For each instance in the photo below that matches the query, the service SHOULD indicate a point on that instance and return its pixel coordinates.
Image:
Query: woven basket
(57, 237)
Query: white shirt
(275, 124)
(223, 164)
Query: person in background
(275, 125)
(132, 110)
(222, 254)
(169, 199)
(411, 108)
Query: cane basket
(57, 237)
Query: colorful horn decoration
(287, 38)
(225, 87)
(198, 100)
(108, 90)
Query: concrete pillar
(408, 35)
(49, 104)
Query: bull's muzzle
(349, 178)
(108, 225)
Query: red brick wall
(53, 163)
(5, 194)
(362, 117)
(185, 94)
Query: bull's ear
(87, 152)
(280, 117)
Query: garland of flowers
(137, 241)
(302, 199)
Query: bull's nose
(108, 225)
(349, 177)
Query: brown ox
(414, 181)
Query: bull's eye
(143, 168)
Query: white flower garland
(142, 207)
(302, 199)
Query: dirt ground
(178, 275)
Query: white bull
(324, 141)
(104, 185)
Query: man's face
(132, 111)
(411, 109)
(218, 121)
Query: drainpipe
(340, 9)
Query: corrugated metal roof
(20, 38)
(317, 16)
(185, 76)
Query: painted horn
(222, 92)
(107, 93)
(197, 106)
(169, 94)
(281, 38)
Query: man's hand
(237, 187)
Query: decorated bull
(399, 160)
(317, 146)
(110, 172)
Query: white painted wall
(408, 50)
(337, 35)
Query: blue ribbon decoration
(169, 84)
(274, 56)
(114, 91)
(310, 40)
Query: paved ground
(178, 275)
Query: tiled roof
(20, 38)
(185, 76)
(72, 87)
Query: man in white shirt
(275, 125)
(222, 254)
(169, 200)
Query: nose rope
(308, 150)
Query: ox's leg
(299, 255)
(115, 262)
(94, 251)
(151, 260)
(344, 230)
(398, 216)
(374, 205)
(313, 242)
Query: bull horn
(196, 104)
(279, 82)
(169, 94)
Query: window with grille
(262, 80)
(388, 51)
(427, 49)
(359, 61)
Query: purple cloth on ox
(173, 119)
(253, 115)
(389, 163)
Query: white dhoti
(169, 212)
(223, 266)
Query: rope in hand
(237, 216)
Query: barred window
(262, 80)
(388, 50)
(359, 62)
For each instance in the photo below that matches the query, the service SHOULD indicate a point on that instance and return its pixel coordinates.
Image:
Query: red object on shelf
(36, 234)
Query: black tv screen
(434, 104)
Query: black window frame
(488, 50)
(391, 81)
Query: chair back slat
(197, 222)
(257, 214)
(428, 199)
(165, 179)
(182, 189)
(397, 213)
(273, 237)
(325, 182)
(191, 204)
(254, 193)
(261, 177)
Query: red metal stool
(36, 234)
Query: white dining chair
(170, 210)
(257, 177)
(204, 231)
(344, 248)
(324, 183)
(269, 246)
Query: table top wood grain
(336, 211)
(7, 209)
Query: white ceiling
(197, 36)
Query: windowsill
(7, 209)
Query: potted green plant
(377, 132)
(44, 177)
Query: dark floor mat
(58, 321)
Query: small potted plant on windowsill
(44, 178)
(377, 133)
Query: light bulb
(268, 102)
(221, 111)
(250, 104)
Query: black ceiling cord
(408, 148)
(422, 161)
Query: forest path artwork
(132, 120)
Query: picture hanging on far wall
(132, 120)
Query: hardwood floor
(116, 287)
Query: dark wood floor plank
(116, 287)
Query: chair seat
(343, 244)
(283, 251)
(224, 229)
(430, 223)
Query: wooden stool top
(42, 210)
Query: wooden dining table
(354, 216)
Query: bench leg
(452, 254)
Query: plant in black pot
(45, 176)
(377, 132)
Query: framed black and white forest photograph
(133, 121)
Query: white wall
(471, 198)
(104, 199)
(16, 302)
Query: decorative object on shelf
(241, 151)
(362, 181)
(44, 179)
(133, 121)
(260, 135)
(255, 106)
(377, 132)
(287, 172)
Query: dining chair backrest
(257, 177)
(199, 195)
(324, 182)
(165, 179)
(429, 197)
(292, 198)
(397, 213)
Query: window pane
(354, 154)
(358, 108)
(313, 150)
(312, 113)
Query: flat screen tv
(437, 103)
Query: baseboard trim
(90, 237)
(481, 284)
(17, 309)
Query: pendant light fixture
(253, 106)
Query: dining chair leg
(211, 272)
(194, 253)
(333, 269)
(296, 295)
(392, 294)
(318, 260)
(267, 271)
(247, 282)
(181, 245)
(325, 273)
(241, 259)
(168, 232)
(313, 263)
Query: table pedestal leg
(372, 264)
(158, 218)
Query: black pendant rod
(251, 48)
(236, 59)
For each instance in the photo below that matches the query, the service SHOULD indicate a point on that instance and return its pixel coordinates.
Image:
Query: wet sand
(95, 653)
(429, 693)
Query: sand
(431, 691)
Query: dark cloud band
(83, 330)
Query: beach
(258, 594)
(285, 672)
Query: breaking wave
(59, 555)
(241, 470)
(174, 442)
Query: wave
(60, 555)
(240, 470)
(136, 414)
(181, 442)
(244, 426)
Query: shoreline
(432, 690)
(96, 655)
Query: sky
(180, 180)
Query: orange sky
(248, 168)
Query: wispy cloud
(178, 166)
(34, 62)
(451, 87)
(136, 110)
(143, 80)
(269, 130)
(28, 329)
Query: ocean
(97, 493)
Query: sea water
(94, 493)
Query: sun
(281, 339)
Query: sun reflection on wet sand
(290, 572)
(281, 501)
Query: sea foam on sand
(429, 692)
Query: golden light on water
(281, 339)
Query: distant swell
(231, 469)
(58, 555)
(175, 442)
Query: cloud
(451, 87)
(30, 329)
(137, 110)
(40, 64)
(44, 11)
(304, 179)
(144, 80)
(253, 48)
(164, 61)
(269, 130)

▶ Aim of the exercise:
Print exactly the lines that run from the line containing "Query: golden light on water" to the end of the data, both ends included.

▶ Worked solution:
Query: golden light on water
(281, 339)
Query: distant swell
(231, 469)
(58, 555)
(175, 442)
Query: cloud
(451, 87)
(30, 329)
(137, 110)
(40, 64)
(44, 11)
(304, 179)
(144, 80)
(253, 48)
(164, 61)
(269, 130)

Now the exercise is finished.